• **REQUIREMENT**
Please retype all of the records below word for word, omitting the pictures.

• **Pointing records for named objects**
===============

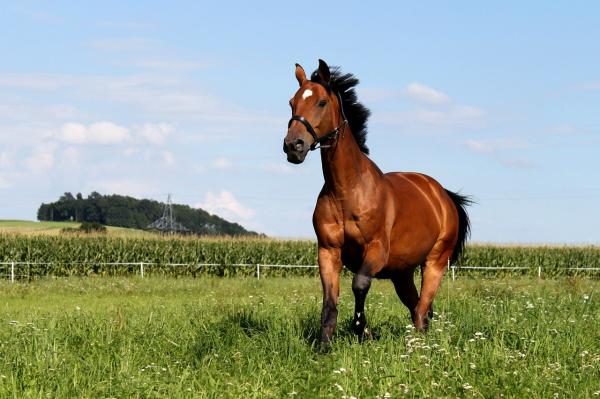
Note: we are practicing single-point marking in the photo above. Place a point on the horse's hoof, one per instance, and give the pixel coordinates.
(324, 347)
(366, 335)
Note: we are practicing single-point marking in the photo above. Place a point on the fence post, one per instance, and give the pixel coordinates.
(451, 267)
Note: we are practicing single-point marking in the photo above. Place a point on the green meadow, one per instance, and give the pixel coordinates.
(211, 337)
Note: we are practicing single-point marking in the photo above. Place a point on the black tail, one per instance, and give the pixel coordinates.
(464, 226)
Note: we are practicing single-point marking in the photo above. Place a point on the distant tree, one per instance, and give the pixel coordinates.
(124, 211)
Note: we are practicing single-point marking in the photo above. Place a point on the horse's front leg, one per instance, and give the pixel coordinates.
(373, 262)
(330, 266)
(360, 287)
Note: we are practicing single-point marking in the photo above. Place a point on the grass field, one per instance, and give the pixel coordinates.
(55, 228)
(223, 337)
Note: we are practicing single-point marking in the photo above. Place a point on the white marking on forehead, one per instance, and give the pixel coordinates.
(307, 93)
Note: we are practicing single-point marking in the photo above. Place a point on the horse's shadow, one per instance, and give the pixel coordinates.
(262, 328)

===============

• **RESPONSE TO THE EXERCISE**
Note: we are practicing single-point marking in the photo above. Place a point on the horse's hoof, one per instance, and give the pixel coordinates.
(324, 347)
(366, 335)
Note: we are practicing single-point marking in the photo above. Place a point on the fence post, one per instance, and give the pixel coordinates.
(451, 267)
Note: we are practicing single-point marking in the photo above. Place a point on the green meadow, one per instance, and give the pixel coordinates.
(211, 337)
Note: we are practicing single-point marking in the photo above. Place a point on the black tail, one per instance, and give the pixel coordinates.
(464, 226)
Note: we are practicing single-point marking in the photo above. Place a point on the distant tree, one per instance, and give the pixel coordinates.
(124, 211)
Note: we are practicing single-point marking in the photo above. Place a point on the horse's front leg, one per instance, and give the pixel coordinates.
(373, 262)
(330, 266)
(360, 287)
Note: we are practicing single-point marking in the photo above. Place a point on the grass field, one per instance, and give the pixel coordinates.
(55, 228)
(223, 337)
Note: we are practicing single-point marking in the photo above. Place a point on the white marking on forehead, one per instance, and give the pixel coordinates.
(307, 93)
Note: we are practicing single-point marking in the photo above. Place a point on the horse's shadow, one per instance, and give the pixel coordinates.
(262, 328)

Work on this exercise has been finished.